Try it: Rewrite the lines from the one containing "This document writes, for" to the one containing "rough mask: <svg" as a numbered list, leaving out any blank lines.

Data in this exercise:
········

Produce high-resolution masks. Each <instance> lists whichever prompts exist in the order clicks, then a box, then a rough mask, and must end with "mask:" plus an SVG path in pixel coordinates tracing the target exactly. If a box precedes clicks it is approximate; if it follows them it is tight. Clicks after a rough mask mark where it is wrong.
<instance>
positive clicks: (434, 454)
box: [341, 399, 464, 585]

········

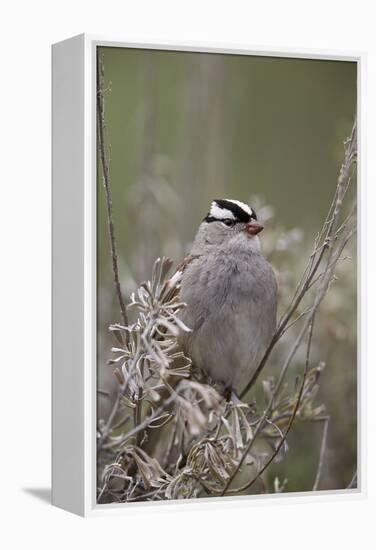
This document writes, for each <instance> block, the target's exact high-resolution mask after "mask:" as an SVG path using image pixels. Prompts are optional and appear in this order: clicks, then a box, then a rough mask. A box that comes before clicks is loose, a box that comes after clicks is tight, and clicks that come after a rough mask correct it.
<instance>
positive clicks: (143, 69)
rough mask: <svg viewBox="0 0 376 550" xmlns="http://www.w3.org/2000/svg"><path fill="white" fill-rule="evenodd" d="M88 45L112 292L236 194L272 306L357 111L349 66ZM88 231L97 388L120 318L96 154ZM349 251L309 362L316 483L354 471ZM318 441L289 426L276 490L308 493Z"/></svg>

········

Expected answer:
1. This document writes, for each <instance> block, the target's exact high-resolution mask after "mask:" as an SVG path using image pixels. Prompts are optional and appear in this order: clicks, then a box, then a rough mask. A box that comes before clicks is loose, a box that comes after clicks is tight, and clicks that come after a rough mask correct it.
2. <instance>
3. positive clicks: (143, 69)
4. rough mask: <svg viewBox="0 0 376 550" xmlns="http://www.w3.org/2000/svg"><path fill="white" fill-rule="evenodd" d="M88 45L112 292L236 194L272 306L357 111L349 66ZM88 231L97 388L120 318L96 154ZM349 251L309 362L316 483L354 471ZM318 441L289 426L276 490L308 493Z"/></svg>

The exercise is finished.